◆ Passage provided:
Now these same unions have called limited protests claiming that pressure will force the government to withdraw its harsh measures. The TUMOC has called its protest for December 8, the day the budget is to be finally approved in the parliament, in line with its orientation to the bourgeois opposition parties and the whole parliamentary framework.

There will be no solution to the burning issues confronting working people within the capitalist system and framework of bourgeois parliament. The SJB and JVP which are campaigning for general elections are similarly committed to the IMF policies. Workers should recall that the SJB criticised the former Rajapakse government for not approaching the IMF earlier. The JVP is now openly saying that in government it would be more effective in implementing IMF-dictated austerity policies.

The SEP calls upon the working class to mount its own independent political struggle against IMF-dictated harsh austerity measures being carried out by the Wickremesinghe government and rally the rural poor to its side. 

The SEP outlines the following policies, around which action committees of workers and rural toilers can develop a political fight to defend their social and democratic rights:

  • Reject the IMF austerity agenda! No to wage cuts! No to pension cuts!
  • Decent wages for all workers indexed to the cost of living! Improve the pension to a decent level to meet high inflation!
  • No to starvation and malnutrition! Secure a nutritious diet for all!
  • Repudiate all foreign debts! Seize the assets of the super-rich and nationalise the major banks and corporations under workers’ control!

The working class needs to reorganise production and distribution under its democratic control to put an end to the hunger and starvation confronting millions and ensure hospitals have medical equipment and medicines. To address the plight of poor farmers, their debts must be cancelled and fertiliser subsidies reintroduced.

Wickremesinghe has threatened to crush any opposition from workers and oppressed masses by declaring an emergency and deploying the military and police. He has already used the notorious Prevention of Terrorism Act (PTA) against anti-government protesters. This week his government extended the Essential Service Act (ESA) covering public sector firms—CEB, Ceylon Petroleum Corporation and Water Supply and Drainage Board—in order to ban strikes.

A struggle by the working class and oppressed masses against austerity will come into direct conflict with the government and the repressive state apparatus. In this situation it is all the more urgent for the working class to campaign for the abolition of executive presidency and repeal of all repressive laws, including the PTA and ESA. The campaign to defend basic democratic rights of working people is inherently bound up with the struggle for basic social rights.

In a major statement issued on July 20, the SEP has initiated a campaign for the building of a Democratic and Socialist Congress of Workers and Rural Masses to provide the political means for the working class to mobilise its strength, rally the rural poor, and fight for a government of workers and peasants committed to socialist policies. This Congress will be built on the basis of delegates elected from action committees of workers and rural toilers across the island.

The SEP’s fight for a workers’ and peasants’ government is an integral part of the broader struggle for socialism in South Asia and internationally. Sri Lankan workers need to forge a unity with their class brothers and sisters around the world in a common struggle against the ruling class onslaught against social and democratic rights of the working class.

The allies of the Sri Lankan working class are workers around the world who are coming into similar attack on their jobs, wages and working conditions. Workers in Sri Lanka should join with the International Workers Alliance of Rank-and-File Committees (IWARFC) initiated by the International Committee of the Fourth International, which provides means for uniting the struggles of workers at global level. 

We call upon workers and youth to join the SEP to build it as the mass revolutionary party of the working class to lead this struggle.

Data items
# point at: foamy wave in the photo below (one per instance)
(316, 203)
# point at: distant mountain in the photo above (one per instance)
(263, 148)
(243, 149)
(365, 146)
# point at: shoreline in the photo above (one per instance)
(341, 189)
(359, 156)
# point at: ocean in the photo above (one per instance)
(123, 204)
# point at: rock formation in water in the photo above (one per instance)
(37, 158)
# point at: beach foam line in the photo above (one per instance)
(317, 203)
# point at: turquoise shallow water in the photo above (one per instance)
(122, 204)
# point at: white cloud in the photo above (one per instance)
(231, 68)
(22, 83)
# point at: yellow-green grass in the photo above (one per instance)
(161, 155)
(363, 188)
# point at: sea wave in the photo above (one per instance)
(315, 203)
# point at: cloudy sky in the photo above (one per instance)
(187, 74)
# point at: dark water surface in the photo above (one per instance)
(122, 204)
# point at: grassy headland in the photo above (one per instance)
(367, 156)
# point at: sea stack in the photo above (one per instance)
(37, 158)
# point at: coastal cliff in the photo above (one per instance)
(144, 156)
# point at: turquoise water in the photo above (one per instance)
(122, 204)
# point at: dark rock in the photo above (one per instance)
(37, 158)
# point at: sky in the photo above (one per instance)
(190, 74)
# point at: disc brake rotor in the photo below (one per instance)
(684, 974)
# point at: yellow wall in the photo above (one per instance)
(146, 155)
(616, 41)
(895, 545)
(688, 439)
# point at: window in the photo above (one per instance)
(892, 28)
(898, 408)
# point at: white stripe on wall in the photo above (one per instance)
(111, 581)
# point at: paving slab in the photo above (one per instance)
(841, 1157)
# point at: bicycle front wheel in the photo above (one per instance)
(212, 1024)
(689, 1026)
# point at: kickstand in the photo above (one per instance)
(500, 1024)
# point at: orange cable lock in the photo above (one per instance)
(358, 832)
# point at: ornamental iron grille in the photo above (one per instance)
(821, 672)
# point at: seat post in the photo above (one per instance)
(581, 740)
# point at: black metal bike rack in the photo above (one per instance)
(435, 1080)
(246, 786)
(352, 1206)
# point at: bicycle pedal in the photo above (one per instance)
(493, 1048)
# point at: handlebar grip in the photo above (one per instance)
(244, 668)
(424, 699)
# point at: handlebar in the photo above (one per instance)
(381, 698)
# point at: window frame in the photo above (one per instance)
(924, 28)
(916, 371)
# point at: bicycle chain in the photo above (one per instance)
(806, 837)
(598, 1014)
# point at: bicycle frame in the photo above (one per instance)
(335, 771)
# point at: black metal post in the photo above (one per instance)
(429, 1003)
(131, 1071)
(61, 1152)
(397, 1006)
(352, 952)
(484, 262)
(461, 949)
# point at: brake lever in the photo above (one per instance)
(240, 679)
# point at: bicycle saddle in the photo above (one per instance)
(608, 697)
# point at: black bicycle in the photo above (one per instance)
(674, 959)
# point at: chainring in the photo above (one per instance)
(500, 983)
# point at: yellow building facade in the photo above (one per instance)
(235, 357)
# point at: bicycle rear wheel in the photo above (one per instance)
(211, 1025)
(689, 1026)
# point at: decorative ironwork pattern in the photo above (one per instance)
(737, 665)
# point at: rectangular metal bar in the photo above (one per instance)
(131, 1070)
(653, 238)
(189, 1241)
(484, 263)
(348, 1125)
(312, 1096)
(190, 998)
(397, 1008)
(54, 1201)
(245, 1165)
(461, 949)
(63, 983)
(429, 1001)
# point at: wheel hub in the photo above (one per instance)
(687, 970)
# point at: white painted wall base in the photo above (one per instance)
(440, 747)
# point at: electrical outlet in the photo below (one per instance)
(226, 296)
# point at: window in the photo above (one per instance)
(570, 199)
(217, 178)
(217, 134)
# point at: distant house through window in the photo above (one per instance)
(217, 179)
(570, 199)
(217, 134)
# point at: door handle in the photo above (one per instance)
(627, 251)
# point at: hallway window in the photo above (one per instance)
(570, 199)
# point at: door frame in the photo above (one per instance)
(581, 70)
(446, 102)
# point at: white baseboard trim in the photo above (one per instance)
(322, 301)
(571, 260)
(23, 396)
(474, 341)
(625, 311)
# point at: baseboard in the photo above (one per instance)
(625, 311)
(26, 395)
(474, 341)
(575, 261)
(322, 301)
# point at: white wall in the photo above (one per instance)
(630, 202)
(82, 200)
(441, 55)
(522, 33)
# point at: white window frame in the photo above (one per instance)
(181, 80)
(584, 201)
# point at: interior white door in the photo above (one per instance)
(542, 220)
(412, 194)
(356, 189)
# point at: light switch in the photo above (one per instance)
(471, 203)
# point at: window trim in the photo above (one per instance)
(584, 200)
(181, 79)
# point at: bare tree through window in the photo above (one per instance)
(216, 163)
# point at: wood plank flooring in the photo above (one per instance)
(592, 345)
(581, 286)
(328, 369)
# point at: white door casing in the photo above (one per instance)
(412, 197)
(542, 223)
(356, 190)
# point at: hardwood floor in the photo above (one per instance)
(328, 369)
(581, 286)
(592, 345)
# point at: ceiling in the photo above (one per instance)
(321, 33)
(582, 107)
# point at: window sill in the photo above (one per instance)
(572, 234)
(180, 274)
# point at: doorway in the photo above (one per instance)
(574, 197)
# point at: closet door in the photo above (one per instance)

◆ Exercise tasks:
A. For each statement, say yes or no as to whether the passage on Sri Lankan austerity supports it, and quote the deciding words: (i) The TUMOC set its protest for December 8. (ii) The SEP began its campaign for a Democratic and Socialist Congress in a statement issued on July 20. (iii) The government extended the Essential Service Act to cover private sector firms.
B. Extract the part of the passage on Sri Lankan austerity that runs from "The SEP outlines" up to and including "diet for all!", copying it without any change.
Nothing in the listing is needed here.

◆ Exercise responses:
A.
(i) Yes: "The TUMOC has called its protest for December 8"
(ii) Yes: "In a major statement issued on July 20, the SEP has initiated a campaign for the building of a Democratic and Socialist Congress of Workers and Rural Masses"
(iii) No: "This week his government extended the Essential Service Act (ESA) covering public sector firms"

B.
The SEP outlines the following policies, around which action committees of workers and rural toilers can develop a political fight to defend their social and democratic rights:

  • Reject the IMF austerity agenda! No to wage cuts! No to pension cuts!
  • Decent wages for all workers indexed to the cost of living! Improve the pension to a decent level to meet high inflation!
  • No to starvation and malnutrition! Secure a nutritious diet for all!